* _Required tasks_:
1. Which parties does the passage on thermal discomfort say became more uniform through standardization on forced air HVAC systems? List every one.
2. Does the passage on thermal discomfort agree with each statement below? Answer yes or no for each, and quote the words that decide it.
(a) Forced air systems are the most optimal choice for occupant thermal comfort.
(b) Students and women are given as examples of key stakeholder groups.
(c) The history of HVAC in North America is discussed in the second essay.
3. Extend the passage on thermal discomfort, picking up right after its final sentence.

* _Extract provided_:
........
Cases of thermal discomfort misalignment, several examples of which were discussed in previous essays, are often contributed to by inadequately involving certain key stakeholder groups, such as students or women, in the planning, design, or post-occupancy assessments. Maybe students aren’t included on planning committees or given the opportunity to provide feedback. Maybe the core design/construction team and owner/organizational representatives include few or no women, limiting the inclusion of their perspective as design decisions are being made. As a result, some relevant ultimate needs or required proximate manifestations to meet those needs are missed. And the particular history of HVAC in North America, discussed in the second essay, has increased the likelihood that thermal discomfort misalignments will occur.

While this is an oversimplification (see the second essay for more details), the industry’s eventual standardization on forced air HVAC systems as the dominant system type, driven in part through the particular unfolding of HVAC’s development in North America, increased the uniformity within manufacturers, designers, builders and business owners. Even though forced air systems aren’t the most optimal for achieving occupant thermal comfort, the uniformity obtained via standardization provided a selective advantage in and of itself to these organizations, the building/construction industry, and society at large. In the absence of a design decisionmaking process that quantified estimates of occupant productivity and health (and therefore those impacts at both the higher group level and the individual CEO or shareholder), uniformity at the higher group level dominated thermal comfort needs at the lower occupant level. Historically, this has contributed to an increased likelihood of thermal discomfort.
........
* _Data lines_:

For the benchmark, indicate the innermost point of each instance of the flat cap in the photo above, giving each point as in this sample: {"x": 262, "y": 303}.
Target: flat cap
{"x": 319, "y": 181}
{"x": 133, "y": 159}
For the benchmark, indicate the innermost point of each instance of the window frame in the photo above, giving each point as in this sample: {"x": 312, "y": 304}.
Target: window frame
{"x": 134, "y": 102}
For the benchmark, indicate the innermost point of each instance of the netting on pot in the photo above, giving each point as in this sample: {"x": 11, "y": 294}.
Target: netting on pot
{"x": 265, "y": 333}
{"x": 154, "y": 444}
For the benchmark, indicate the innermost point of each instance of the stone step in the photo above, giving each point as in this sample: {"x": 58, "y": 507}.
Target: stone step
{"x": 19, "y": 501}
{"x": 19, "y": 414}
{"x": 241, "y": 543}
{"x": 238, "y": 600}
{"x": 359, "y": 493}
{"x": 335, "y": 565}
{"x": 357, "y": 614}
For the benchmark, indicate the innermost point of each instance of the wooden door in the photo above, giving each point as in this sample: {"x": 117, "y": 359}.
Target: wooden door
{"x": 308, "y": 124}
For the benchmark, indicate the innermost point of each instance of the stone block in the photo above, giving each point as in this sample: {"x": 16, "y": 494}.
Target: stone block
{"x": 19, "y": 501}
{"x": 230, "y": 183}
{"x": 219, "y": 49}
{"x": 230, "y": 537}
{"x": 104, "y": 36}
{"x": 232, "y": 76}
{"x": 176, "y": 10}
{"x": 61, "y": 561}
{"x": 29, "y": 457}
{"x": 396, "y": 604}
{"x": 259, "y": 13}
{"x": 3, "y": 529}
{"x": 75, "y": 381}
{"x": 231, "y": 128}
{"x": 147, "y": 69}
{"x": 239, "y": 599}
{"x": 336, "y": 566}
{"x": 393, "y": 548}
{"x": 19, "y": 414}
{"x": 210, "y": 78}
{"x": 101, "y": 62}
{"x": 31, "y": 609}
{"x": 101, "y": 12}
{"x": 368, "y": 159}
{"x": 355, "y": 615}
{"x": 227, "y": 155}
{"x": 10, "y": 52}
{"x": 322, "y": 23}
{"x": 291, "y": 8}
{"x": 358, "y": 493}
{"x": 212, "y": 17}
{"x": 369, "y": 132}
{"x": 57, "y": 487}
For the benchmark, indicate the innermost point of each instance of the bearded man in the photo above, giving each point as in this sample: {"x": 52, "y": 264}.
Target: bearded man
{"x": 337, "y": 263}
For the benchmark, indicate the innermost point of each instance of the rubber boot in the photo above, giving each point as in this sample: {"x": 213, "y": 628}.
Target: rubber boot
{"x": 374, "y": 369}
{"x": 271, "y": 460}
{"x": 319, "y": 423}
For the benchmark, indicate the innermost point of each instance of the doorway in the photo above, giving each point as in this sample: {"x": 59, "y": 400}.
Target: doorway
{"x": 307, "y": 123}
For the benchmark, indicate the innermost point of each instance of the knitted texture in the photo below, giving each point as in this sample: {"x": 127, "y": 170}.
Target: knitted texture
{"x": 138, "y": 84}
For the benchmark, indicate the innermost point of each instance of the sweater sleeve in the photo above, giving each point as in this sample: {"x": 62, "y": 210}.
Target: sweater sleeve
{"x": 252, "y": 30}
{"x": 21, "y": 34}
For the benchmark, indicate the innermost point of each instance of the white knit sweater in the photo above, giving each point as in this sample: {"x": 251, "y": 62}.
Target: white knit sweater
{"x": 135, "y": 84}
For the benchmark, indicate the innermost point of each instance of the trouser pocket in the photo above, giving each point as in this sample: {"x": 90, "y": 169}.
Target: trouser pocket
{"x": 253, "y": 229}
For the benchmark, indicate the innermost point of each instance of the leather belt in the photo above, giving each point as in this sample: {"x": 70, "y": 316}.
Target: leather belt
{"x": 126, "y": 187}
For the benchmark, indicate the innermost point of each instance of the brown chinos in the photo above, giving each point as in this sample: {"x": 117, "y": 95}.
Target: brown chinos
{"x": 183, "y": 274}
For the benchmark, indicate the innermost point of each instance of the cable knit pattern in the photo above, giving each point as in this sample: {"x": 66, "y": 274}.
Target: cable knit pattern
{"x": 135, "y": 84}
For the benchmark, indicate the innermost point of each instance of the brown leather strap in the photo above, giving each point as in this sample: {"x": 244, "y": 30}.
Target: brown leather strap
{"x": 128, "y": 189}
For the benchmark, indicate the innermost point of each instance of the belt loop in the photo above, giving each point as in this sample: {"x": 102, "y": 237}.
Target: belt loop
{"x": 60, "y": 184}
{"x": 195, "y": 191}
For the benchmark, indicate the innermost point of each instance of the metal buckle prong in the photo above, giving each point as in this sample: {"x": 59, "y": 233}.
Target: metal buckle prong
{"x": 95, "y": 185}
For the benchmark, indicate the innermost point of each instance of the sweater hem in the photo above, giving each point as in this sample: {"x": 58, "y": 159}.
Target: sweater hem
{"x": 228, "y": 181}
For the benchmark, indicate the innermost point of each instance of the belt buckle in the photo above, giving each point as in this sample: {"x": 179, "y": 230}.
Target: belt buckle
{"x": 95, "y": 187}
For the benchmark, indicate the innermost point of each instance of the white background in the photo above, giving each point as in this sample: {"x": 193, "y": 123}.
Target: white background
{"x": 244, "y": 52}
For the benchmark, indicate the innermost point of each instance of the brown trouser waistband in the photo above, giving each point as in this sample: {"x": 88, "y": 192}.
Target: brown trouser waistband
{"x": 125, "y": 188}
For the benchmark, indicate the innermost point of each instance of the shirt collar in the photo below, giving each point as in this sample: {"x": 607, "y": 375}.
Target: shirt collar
........
* _Task responses_:
1.
- manufacturers
- designers
- builders
- business owners

2.
(a) No: "Even though forced air systems aren’t the most optimal for achieving occupant thermal comfort"
(b) Yes: "certain key stakeholder groups, such as students or women"
(c) Yes: "the particular history of HVAC in North America, discussed in the second essay"

3.
As with integrated design, shortcomings are also found in Human-Centered Design (HCD) approaches. Human-Centered Design is both a framework for viewing the design process, as well as a set of methodologies for carrying out design. As a framework, it places human end users, and their interactions with the environment, systems or product in question, at the center of the design. The methodologies employed are intended to determine the contextual user (and organizational) needs and abilities, so that the capabilities of the physical environment, systems, technology, or product in question are designed to be in alignment with the determined user needs and abilities. Many of the methodologies employed are similar to what you would find in an integrated design process and include charrettes, ethnography, surveys, modeling, design iterations, and reviewing secondary research results on cognitive impacts, social interactions, organizational operations, and other building/occupant interaction findings. It’s a process grounded in the relevant information about the people who will be using the buildings, systems or products being designed.

It's that heavy focus on the contextual needs of the end user or occupant consistently gathered in part through ethnographic methods, that set it apart from other design frameworks and methods used in the building/construction industry. It can be particularly effective at identifying needs of the occupant and their organizations, as well as the optimal proximate manifestations, but it doesn’t view their relationships from an evolutionary perspective. Until HCD operates specifically within an evolutionary framework systematically distinguishing between ultimate needs and proximate manifestations, it will never reach its full potential either.

What’s needed is a process operating within an evolutionary framework that combines key aspects of integrated design and HCD. To form a cohesive group of stakeholders bound in the common pursuit of a project’s goal’s, it’s particularly important that the process address the Collaboration (Ostrom’s design features) and Competition ultimate design features discussed in the fifth essay. In general, the following four general tasks are what I see should be incorporated.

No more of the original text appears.